* _TASK INPUTS_:
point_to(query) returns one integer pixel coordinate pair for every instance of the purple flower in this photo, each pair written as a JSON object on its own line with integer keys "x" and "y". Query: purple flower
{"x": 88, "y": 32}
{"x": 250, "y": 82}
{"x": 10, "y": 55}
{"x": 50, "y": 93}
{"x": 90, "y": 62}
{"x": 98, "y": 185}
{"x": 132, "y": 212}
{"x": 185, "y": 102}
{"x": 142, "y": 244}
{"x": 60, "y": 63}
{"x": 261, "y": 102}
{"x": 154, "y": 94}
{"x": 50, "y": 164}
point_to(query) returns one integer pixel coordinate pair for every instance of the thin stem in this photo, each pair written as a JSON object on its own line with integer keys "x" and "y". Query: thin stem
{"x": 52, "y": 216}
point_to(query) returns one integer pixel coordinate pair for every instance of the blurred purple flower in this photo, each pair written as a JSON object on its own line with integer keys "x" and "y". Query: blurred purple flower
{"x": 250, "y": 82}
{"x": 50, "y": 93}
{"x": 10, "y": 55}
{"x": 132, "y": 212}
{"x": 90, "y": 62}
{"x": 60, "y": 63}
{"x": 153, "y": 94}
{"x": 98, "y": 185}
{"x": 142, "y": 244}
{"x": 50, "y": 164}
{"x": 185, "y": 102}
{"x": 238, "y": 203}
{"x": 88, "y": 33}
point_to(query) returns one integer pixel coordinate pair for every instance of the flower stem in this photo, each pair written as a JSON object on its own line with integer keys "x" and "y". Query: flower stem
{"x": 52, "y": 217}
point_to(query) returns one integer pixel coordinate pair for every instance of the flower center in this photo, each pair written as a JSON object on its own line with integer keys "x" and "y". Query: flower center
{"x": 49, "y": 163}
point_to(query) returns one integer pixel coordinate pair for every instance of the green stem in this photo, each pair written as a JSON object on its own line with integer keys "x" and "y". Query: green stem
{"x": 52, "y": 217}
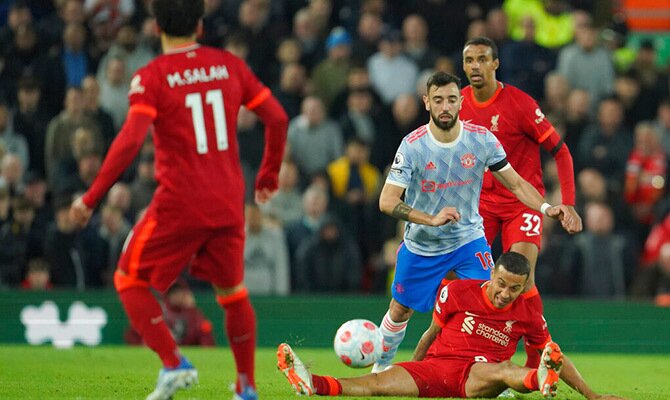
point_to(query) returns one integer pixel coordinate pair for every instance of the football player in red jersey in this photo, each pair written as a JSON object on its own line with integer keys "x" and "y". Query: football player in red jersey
{"x": 467, "y": 349}
{"x": 517, "y": 121}
{"x": 191, "y": 94}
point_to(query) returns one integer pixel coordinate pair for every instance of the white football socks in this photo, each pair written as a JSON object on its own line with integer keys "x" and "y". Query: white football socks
{"x": 393, "y": 334}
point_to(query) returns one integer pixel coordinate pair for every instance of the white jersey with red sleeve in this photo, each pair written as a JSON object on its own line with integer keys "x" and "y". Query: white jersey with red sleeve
{"x": 195, "y": 93}
{"x": 472, "y": 328}
{"x": 517, "y": 121}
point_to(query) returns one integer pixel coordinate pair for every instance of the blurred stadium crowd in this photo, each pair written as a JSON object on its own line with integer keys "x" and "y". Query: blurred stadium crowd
{"x": 350, "y": 74}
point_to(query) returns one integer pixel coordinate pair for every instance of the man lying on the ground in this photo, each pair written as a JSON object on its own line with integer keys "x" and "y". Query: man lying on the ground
{"x": 467, "y": 349}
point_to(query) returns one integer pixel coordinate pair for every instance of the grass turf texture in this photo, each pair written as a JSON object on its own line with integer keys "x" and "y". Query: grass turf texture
{"x": 111, "y": 372}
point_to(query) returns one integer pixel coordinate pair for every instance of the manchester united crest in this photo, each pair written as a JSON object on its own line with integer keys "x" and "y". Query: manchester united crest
{"x": 468, "y": 160}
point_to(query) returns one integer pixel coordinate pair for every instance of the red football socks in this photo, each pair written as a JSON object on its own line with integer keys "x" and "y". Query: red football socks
{"x": 530, "y": 381}
{"x": 533, "y": 357}
{"x": 240, "y": 328}
{"x": 146, "y": 317}
{"x": 326, "y": 385}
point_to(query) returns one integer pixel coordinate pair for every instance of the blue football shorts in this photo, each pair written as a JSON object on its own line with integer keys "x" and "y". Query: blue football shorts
{"x": 418, "y": 277}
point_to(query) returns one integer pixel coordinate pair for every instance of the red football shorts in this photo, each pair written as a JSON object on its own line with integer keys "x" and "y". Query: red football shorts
{"x": 157, "y": 251}
{"x": 516, "y": 222}
{"x": 439, "y": 377}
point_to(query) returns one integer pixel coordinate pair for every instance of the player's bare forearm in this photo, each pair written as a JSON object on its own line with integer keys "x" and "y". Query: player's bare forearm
{"x": 401, "y": 211}
{"x": 426, "y": 340}
{"x": 571, "y": 376}
{"x": 390, "y": 203}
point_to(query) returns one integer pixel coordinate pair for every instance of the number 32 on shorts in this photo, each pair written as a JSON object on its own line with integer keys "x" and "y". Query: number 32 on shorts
{"x": 486, "y": 259}
{"x": 531, "y": 224}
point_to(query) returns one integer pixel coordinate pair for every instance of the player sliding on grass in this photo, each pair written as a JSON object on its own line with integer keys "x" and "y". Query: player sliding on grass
{"x": 467, "y": 349}
{"x": 439, "y": 169}
{"x": 192, "y": 95}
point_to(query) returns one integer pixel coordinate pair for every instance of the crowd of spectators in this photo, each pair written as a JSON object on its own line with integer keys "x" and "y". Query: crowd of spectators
{"x": 350, "y": 74}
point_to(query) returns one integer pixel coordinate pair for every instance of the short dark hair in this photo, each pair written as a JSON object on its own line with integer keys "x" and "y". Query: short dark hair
{"x": 514, "y": 262}
{"x": 440, "y": 79}
{"x": 484, "y": 41}
{"x": 178, "y": 17}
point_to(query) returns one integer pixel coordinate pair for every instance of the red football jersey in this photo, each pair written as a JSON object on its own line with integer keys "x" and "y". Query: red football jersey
{"x": 197, "y": 92}
{"x": 517, "y": 121}
{"x": 472, "y": 328}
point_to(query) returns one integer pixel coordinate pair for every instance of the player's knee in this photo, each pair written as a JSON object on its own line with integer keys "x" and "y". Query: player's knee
{"x": 123, "y": 281}
{"x": 399, "y": 312}
{"x": 228, "y": 296}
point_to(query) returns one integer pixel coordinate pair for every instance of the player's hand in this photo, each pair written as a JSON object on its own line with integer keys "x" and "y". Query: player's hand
{"x": 80, "y": 213}
{"x": 261, "y": 196}
{"x": 446, "y": 215}
{"x": 576, "y": 221}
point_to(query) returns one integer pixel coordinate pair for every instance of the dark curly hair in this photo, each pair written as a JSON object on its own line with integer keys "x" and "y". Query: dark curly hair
{"x": 178, "y": 17}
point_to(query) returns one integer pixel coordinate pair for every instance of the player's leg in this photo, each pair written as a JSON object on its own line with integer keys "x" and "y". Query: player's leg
{"x": 221, "y": 262}
{"x": 393, "y": 328}
{"x": 490, "y": 379}
{"x": 473, "y": 260}
{"x": 414, "y": 288}
{"x": 395, "y": 381}
{"x": 531, "y": 252}
{"x": 149, "y": 260}
{"x": 522, "y": 234}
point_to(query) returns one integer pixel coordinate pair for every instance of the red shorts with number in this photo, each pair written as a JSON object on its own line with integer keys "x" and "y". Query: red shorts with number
{"x": 158, "y": 249}
{"x": 439, "y": 377}
{"x": 515, "y": 221}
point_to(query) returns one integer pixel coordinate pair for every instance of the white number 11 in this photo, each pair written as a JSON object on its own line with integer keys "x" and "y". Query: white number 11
{"x": 215, "y": 99}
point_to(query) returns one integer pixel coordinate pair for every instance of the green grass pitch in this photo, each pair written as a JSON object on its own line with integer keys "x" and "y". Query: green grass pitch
{"x": 111, "y": 372}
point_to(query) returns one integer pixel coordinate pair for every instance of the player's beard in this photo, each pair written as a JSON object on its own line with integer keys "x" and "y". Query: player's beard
{"x": 445, "y": 126}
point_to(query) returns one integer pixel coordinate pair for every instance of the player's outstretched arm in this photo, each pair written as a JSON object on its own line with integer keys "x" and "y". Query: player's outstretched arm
{"x": 121, "y": 153}
{"x": 276, "y": 124}
{"x": 571, "y": 376}
{"x": 426, "y": 340}
{"x": 576, "y": 225}
{"x": 390, "y": 203}
{"x": 529, "y": 196}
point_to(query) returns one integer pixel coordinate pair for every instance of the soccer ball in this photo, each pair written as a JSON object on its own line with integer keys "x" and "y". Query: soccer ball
{"x": 358, "y": 343}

* _PROBLEM TO SOLVE_:
Transcribe exactly, and only, the lines that extend from the one containing "Query: player's beard" to the end of the records above, inclusive of both.

* _RESPONSE AREA_:
point_to(query) returns one integer pixel coordinate pair for every instance of the player's beard in this photo, each pair written as a JSON object on its own line with integer keys "x" and "y". Query: player's beard
{"x": 445, "y": 126}
point_to(query) returns one integer pixel coordinate pair for every instance of the player's outstretched arm in this photo, each pair written as a JSON object on its own line with integer keys "x" and "y". Query: player's outstretched arm
{"x": 121, "y": 153}
{"x": 276, "y": 124}
{"x": 571, "y": 376}
{"x": 426, "y": 340}
{"x": 576, "y": 225}
{"x": 390, "y": 203}
{"x": 529, "y": 196}
point_to(query) returns one integer pixel coordinate pair for every instance of the soccer ball in this photo, each pair written as a JSON object on its own line with integer keys "x" and "y". Query: soccer ball
{"x": 358, "y": 343}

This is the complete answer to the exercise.